[[ DATA FOR THIS TASK open ]]

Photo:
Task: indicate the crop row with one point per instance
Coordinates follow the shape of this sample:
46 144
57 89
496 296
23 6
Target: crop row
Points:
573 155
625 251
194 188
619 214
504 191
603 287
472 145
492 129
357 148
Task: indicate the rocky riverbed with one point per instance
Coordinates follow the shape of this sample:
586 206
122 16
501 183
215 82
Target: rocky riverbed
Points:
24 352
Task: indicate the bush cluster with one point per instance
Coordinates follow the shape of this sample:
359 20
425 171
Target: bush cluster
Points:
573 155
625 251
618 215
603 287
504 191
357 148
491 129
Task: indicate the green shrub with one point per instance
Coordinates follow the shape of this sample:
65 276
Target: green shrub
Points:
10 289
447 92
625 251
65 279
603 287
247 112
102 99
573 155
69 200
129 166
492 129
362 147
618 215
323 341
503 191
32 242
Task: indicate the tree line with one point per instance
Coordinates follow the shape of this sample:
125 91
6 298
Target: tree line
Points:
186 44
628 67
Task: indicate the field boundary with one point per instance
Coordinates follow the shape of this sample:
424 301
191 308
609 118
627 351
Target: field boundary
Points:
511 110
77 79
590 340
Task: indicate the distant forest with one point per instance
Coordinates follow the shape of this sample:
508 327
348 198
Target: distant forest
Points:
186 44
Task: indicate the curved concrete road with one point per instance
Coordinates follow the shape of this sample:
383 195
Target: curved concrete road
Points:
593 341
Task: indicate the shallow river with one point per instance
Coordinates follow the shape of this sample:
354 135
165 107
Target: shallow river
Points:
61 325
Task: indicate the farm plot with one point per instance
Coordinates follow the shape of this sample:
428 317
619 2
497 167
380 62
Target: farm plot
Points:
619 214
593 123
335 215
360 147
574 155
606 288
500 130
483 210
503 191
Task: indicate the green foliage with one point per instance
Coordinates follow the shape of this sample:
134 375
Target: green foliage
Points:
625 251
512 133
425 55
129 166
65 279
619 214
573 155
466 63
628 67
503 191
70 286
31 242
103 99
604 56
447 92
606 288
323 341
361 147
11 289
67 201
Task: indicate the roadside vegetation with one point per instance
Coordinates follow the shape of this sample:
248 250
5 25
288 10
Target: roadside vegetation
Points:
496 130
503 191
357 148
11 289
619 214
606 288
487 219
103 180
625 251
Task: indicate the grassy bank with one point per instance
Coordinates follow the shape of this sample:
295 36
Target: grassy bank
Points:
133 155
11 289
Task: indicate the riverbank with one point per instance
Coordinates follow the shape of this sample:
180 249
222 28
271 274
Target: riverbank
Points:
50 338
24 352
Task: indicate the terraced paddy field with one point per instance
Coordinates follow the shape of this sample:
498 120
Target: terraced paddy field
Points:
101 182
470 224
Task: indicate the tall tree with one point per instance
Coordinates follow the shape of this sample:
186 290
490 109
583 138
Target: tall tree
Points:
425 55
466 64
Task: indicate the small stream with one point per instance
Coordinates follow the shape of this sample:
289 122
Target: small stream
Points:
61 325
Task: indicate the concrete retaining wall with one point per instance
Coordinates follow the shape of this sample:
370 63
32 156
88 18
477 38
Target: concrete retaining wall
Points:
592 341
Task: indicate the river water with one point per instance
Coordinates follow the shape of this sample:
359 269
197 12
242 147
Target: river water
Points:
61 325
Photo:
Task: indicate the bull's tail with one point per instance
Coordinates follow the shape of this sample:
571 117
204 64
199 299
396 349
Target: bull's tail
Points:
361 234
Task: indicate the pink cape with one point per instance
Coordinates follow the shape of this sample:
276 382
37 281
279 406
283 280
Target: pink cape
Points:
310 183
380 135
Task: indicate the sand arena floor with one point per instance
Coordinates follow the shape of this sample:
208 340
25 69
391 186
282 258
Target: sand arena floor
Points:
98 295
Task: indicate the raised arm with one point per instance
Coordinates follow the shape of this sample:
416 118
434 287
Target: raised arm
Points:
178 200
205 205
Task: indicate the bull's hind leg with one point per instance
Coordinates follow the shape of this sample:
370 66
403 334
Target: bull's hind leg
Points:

[[ DATA FOR THIS TASK closed ]]

> TRY IT
Wherever a line in the data above holds "boundary", copy that line.

> OUTPUT OF THE EXERCISE
Task: indicate the field boundary with one point per instance
Target: field boundary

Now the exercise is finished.